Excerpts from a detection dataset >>
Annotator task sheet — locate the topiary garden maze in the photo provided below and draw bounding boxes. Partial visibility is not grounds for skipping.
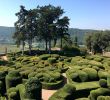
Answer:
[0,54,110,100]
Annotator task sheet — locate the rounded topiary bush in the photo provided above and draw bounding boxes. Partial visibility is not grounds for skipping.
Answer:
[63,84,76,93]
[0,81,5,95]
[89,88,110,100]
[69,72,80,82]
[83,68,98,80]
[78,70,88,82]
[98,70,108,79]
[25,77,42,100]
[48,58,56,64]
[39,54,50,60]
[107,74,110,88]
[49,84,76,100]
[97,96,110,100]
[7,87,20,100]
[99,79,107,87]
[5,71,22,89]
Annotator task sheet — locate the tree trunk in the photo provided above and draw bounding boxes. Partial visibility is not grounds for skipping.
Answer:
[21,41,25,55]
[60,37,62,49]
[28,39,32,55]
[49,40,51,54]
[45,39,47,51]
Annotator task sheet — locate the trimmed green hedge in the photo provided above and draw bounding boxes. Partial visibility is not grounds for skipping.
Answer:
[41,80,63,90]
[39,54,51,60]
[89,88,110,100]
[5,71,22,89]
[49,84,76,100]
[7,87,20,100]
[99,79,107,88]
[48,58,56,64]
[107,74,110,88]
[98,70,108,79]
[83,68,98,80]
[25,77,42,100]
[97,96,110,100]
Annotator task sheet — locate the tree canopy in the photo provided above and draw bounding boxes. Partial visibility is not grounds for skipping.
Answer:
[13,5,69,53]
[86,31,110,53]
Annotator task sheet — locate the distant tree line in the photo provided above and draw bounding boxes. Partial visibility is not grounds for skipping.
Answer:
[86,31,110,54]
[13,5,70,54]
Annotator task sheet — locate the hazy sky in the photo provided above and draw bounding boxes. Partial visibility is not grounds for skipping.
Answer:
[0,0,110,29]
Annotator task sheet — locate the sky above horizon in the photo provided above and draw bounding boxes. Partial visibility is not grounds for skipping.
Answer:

---

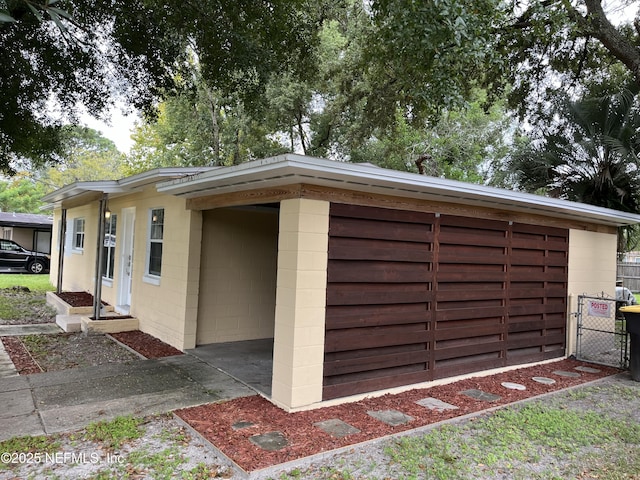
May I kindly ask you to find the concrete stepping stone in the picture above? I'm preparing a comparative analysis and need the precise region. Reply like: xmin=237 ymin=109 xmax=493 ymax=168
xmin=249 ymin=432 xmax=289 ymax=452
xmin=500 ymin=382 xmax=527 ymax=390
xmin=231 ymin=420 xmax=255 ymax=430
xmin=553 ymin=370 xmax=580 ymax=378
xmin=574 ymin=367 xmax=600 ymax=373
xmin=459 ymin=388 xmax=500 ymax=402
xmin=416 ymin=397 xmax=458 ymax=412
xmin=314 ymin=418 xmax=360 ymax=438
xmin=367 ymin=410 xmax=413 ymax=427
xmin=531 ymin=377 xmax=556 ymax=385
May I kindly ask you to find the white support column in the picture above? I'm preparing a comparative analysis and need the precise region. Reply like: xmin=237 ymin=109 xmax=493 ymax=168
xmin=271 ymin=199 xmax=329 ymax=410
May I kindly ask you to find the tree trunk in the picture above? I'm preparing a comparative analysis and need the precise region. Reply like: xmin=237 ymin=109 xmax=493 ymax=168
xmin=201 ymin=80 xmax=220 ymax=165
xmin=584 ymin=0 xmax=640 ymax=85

==

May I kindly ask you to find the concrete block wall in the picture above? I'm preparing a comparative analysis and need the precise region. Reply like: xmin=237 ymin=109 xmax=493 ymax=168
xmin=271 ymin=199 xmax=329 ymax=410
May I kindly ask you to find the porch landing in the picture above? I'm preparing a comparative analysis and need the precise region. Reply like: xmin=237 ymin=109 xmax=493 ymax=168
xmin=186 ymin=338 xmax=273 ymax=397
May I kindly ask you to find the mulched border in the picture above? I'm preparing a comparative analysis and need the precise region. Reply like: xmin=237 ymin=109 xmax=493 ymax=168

What this task involves >>
Please quote the data between the lines holding "Annotator task sheet — locate the topiary" and "[0,54,110,100]", inclusive, leaving the pictures out of your answer.

Task answer >>
Annotator task sheet — locate the topiary garden maze in the photo provided below and draw bounding boxes. Partial visibility is not grounds for skipping.
Answer:
[0,54,110,100]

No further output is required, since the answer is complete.